EXERCISE GOAL —
Everything in the data except the pictures belongs in your answer, copied exactly.
┄┄┄┄┄┄
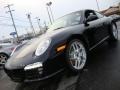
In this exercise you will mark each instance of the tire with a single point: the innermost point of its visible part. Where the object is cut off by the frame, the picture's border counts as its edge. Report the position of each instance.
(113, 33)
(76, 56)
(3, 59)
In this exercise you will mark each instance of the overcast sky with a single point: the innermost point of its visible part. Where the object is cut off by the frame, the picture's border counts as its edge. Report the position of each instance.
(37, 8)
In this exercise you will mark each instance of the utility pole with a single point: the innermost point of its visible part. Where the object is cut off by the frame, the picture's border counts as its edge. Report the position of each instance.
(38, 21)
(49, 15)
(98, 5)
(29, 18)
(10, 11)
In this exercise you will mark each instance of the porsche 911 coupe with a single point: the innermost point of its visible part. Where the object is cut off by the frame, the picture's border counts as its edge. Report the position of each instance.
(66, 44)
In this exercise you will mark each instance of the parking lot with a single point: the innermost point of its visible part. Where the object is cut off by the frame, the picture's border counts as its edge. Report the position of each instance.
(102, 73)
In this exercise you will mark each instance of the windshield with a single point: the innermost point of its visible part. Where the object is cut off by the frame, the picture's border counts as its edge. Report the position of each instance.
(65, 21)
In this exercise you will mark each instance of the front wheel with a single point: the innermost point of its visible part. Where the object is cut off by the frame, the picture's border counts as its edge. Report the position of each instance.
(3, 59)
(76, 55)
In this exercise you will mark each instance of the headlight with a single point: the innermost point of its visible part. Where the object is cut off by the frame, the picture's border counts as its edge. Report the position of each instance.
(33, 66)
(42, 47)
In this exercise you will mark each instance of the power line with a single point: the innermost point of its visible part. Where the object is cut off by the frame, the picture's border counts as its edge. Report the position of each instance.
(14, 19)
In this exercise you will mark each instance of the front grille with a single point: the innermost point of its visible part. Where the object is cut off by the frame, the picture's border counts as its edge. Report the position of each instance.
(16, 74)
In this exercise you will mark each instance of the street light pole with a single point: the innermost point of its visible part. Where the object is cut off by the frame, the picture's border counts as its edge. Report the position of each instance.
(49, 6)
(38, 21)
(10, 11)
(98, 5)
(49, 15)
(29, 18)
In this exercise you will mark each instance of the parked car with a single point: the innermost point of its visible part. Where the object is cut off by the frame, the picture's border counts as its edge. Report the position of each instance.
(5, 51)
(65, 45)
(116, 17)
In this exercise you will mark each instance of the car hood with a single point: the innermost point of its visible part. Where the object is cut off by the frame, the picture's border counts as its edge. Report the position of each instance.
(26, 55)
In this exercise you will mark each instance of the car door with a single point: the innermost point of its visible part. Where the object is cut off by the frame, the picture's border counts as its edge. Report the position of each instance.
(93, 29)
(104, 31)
┄┄┄┄┄┄
RESPONSE AREA —
In this exercise you will mark each instance of the tire with a single point: the innermost point of its visible part. Where the object is cut off by the frame, the picture's border counts as its edge. Report the position of each instance.
(113, 33)
(76, 56)
(3, 59)
In this exercise you will mark each instance of the overcast sky with a single point: the innermost point of its visible part. Where the object is cut off by the frame, the picture's border counts as its edge. Report the position of each instance.
(37, 8)
In this exercise you will mark each instance of the utility pole with a single point: the innermost point of its visible part. Where the object is cut off by the frame, the picture's border counts as its edge. Report the position of each instance.
(38, 21)
(49, 15)
(98, 5)
(29, 18)
(10, 11)
In this exercise you will mark each instance of the porsche 911 coupe with a single point: the innermost point of its visible part. Where the object is cut off by the frame, the picture's border counts as its edge. Report the position of each instance.
(66, 44)
In this exercise you will mark each instance of the parking lot with a single point: the innermost point of its visible part. Where the object is cut off by the frame, the picture's border counts as its edge. Report the position of each instance.
(102, 73)
In this exercise you will mark each instance of the windshield with a single point: the innermost point of its visible part. Where the object is cut off by the frame, the picture's border counts as its edge. Report the position of each instance.
(65, 21)
In this exercise you will mark each instance of the front wheel with a single point: the innermost point of its visible part. Where the object is cut off by the frame, the picture's border counts as its edge. Report the position of each instance.
(3, 59)
(76, 55)
In this exercise you will mark each instance of the headlight with a single point: the innermost point of its visible part. Where the object is cut off by the frame, the picture's border counts as its edge. Report the position of each instance.
(33, 66)
(42, 47)
In this exercise you will mark each instance of the power line with a single point: the innermost point of its visible part. Where the object is cut off by the frame, the picture's border counts as its edge. Report the position of each instance.
(14, 19)
In this exercise you will mark each instance of the front grille with a single point: the innermost point of its visible part. Where the object is cut off by the frame, the picture's border counts as its edge. Report the position of each instance.
(16, 74)
In this exercise you will mark each instance of the street light pole with a single point: the innermost point of its visible part. Where the object is cut off by the frame, the picture's border counts as its edge. Report the position of each instance.
(49, 6)
(38, 21)
(10, 11)
(98, 5)
(49, 15)
(29, 18)
In this exercise you will mark each instance of the parked car with a single point: the innermost point of its visible part. Where the object is cut off by the frame, the picture's border counts as its edge. Report the position of each instance.
(5, 51)
(65, 45)
(116, 17)
In this exercise you will mark each instance of the car hood with a single point: the innermost point of its visible part. Where the object is cut off by the frame, the picture's border counts as its edge. Report the position of each instance.
(26, 55)
In this exercise you will mark each instance of the car door with a single point: the innermost point of its visible part. Where the object is cut off by the frame, the picture's border counts as its edge. Report the position of each instance.
(93, 29)
(104, 31)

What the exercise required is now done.